Task details » Everything below from the line with "Where can the sports" to the last line, both included, is to be written out exactly, with nothing added.

[Record extracts Boundary: Start]

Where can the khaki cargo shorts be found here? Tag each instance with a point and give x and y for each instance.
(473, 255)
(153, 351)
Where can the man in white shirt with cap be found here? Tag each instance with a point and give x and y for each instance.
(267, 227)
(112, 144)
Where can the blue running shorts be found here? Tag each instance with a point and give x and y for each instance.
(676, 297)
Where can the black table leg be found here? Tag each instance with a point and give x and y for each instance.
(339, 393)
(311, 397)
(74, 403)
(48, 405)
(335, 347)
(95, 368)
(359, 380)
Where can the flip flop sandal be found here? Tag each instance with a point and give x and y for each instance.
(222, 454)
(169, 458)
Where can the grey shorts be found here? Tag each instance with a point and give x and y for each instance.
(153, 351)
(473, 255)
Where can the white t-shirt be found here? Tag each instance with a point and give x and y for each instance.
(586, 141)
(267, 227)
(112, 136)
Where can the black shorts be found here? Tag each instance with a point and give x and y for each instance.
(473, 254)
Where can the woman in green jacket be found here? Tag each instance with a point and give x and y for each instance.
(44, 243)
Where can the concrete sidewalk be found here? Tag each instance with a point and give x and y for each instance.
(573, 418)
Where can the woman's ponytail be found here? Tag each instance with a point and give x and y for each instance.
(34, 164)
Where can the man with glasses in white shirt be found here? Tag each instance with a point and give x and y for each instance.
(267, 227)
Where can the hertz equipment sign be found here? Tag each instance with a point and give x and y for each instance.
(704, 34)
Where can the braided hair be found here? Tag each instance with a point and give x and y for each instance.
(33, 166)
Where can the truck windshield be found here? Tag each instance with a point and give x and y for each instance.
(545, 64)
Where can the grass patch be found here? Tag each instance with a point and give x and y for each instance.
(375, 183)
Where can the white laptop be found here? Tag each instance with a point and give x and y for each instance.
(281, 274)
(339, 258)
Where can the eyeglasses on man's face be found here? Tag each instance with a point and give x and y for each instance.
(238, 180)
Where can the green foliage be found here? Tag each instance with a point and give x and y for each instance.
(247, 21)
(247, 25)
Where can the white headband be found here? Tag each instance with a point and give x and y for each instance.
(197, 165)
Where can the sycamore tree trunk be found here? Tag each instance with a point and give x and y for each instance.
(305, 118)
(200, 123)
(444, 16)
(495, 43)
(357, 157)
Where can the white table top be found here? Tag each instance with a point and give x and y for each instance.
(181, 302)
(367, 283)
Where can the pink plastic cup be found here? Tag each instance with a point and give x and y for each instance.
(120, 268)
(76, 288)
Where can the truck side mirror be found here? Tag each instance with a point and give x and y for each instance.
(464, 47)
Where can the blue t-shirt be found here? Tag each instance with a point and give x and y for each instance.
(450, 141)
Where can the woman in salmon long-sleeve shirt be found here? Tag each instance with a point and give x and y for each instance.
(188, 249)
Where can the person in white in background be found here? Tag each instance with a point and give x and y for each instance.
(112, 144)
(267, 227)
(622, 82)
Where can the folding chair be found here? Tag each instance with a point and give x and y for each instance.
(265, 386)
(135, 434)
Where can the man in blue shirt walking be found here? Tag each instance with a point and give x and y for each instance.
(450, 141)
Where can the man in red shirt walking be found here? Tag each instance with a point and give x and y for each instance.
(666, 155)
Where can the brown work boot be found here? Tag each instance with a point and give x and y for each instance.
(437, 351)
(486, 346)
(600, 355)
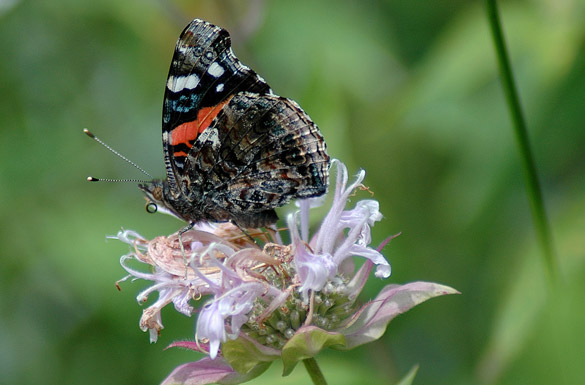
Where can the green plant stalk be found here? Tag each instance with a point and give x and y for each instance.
(314, 371)
(519, 125)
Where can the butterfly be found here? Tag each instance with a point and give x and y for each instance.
(233, 149)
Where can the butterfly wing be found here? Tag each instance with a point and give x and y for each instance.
(233, 149)
(258, 154)
(204, 74)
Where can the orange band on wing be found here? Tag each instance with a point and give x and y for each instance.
(187, 132)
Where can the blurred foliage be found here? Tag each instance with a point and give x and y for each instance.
(407, 90)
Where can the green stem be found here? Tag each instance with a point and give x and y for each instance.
(314, 371)
(519, 125)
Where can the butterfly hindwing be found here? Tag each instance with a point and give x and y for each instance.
(234, 151)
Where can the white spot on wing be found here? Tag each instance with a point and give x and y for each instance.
(215, 70)
(177, 84)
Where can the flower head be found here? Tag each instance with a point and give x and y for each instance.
(286, 301)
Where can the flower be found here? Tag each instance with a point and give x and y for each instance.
(278, 301)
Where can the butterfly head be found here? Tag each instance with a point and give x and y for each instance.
(155, 196)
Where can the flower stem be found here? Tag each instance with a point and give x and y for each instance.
(314, 371)
(519, 125)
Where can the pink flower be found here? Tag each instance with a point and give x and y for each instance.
(280, 301)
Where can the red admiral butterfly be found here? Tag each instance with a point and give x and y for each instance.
(233, 149)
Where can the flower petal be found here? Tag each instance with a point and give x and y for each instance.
(372, 320)
(208, 371)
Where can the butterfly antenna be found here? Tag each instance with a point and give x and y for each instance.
(92, 179)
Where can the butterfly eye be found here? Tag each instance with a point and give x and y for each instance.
(151, 207)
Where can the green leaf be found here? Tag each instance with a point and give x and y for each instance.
(244, 355)
(407, 380)
(307, 342)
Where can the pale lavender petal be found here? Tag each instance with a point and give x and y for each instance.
(313, 270)
(210, 325)
(359, 280)
(208, 371)
(371, 321)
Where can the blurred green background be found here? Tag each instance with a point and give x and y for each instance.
(408, 90)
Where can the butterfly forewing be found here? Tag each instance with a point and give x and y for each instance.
(233, 149)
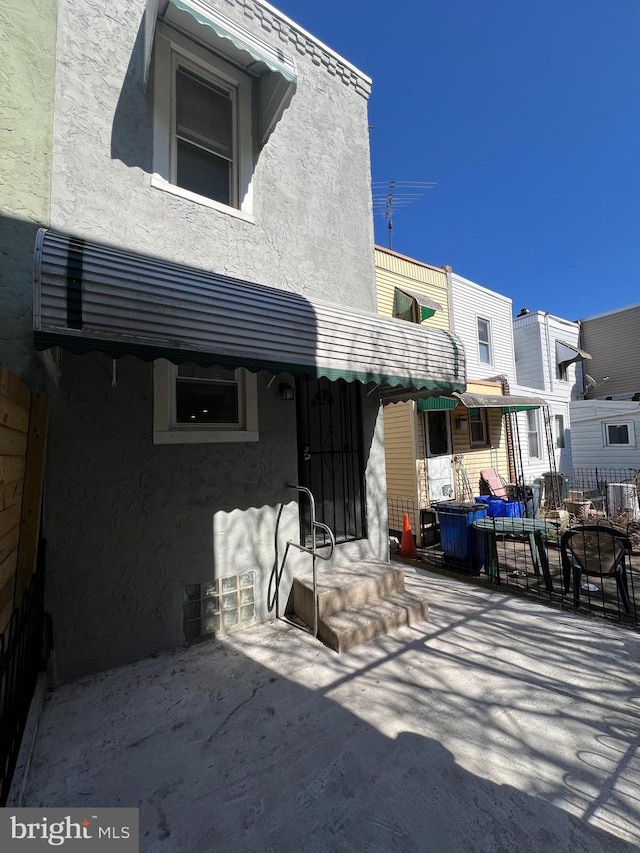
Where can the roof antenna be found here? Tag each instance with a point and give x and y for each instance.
(398, 194)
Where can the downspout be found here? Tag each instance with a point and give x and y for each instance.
(548, 337)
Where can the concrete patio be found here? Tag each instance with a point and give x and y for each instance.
(498, 725)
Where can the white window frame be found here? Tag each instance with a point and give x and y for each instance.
(488, 343)
(484, 421)
(166, 429)
(559, 429)
(630, 434)
(532, 418)
(172, 50)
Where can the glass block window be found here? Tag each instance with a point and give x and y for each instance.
(219, 606)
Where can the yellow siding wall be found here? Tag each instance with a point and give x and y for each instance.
(400, 460)
(475, 459)
(394, 270)
(403, 429)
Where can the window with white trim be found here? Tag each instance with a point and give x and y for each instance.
(533, 434)
(559, 430)
(484, 341)
(620, 434)
(203, 135)
(193, 404)
(478, 431)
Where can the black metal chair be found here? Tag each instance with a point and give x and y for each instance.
(595, 550)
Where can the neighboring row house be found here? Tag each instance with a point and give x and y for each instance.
(514, 416)
(205, 308)
(606, 424)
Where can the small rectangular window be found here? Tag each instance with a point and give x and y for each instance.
(484, 341)
(532, 434)
(478, 427)
(559, 424)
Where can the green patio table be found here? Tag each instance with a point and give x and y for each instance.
(533, 528)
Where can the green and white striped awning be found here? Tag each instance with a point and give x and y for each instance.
(94, 297)
(506, 403)
(204, 22)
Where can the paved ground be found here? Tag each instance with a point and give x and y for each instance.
(499, 725)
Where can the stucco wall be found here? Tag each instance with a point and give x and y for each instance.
(129, 523)
(311, 185)
(27, 42)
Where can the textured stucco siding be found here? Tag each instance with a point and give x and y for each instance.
(129, 523)
(312, 232)
(27, 44)
(613, 340)
(401, 452)
(588, 419)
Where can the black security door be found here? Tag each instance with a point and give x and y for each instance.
(330, 456)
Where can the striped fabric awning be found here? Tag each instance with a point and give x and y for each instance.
(94, 297)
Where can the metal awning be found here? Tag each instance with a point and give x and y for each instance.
(568, 353)
(412, 306)
(200, 20)
(437, 404)
(94, 297)
(507, 403)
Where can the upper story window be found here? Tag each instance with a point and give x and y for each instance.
(484, 341)
(193, 404)
(478, 431)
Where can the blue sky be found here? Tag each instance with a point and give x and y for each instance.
(527, 118)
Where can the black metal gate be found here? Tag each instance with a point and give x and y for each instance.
(330, 456)
(21, 658)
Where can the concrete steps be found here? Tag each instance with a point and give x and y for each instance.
(357, 602)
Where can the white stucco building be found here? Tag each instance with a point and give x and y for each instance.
(204, 301)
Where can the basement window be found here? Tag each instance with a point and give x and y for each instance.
(194, 404)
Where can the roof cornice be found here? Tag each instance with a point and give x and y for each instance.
(272, 20)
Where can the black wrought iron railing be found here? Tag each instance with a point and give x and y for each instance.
(21, 659)
(600, 577)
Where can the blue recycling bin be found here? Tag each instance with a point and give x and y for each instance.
(460, 543)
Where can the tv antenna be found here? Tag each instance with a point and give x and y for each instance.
(391, 195)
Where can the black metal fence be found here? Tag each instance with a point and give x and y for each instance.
(592, 568)
(21, 658)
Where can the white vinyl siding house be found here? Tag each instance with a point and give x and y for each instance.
(482, 319)
(605, 433)
(613, 341)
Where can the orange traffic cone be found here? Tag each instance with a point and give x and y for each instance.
(407, 545)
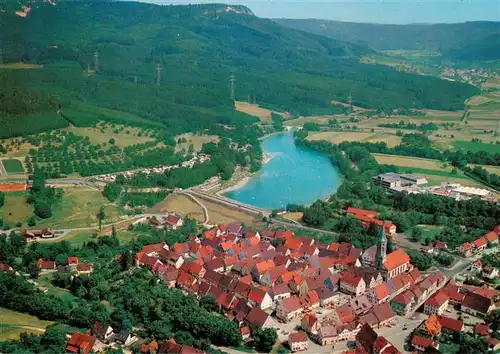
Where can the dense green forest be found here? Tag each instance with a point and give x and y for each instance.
(198, 48)
(449, 39)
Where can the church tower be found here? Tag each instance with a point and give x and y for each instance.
(381, 248)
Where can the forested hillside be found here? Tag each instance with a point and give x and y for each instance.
(446, 38)
(198, 48)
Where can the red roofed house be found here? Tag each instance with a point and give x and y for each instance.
(379, 293)
(395, 263)
(436, 304)
(258, 319)
(173, 222)
(149, 348)
(288, 309)
(310, 323)
(6, 268)
(491, 237)
(259, 297)
(421, 344)
(84, 269)
(465, 250)
(481, 329)
(298, 341)
(352, 284)
(80, 343)
(479, 244)
(451, 324)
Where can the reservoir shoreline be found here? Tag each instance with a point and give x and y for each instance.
(294, 174)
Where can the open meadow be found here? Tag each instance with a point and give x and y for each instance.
(15, 209)
(196, 140)
(181, 204)
(263, 114)
(13, 166)
(13, 323)
(434, 170)
(78, 208)
(123, 136)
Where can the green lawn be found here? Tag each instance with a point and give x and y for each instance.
(15, 208)
(78, 208)
(475, 147)
(13, 323)
(13, 166)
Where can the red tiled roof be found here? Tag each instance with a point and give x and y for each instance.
(438, 299)
(291, 304)
(263, 266)
(482, 329)
(296, 337)
(396, 259)
(80, 343)
(480, 242)
(350, 278)
(6, 268)
(257, 317)
(422, 342)
(256, 295)
(380, 343)
(84, 267)
(450, 323)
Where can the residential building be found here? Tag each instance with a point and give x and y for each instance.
(258, 319)
(352, 284)
(477, 305)
(436, 304)
(289, 308)
(396, 263)
(298, 341)
(421, 343)
(80, 343)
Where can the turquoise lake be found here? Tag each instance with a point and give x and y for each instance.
(294, 175)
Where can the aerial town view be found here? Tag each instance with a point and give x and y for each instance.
(249, 177)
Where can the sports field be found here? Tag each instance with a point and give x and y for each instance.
(13, 323)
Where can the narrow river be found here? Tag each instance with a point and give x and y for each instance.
(294, 175)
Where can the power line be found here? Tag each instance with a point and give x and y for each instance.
(96, 61)
(232, 79)
(158, 74)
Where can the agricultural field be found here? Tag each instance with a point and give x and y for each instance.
(13, 166)
(414, 162)
(13, 323)
(196, 140)
(435, 171)
(477, 146)
(124, 136)
(338, 137)
(181, 204)
(263, 114)
(15, 209)
(78, 208)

[Record extracts Boundary: End]

Solution to this exercise »
Where can the sports field be found here? Tag each instance with a point and give x and y for each instance.
(13, 323)
Where can the narrow river be found here? Tag each instance with a point and give x and y for each instance.
(294, 175)
Where can the power line be found here? Tag each instance with a point and give x and y for each instance.
(96, 61)
(232, 79)
(158, 74)
Where can the agricultural field be found here? Tag each instance with a point and give x and y for each instance.
(13, 166)
(414, 162)
(13, 323)
(196, 140)
(435, 171)
(477, 146)
(124, 136)
(338, 137)
(181, 204)
(263, 114)
(15, 209)
(78, 208)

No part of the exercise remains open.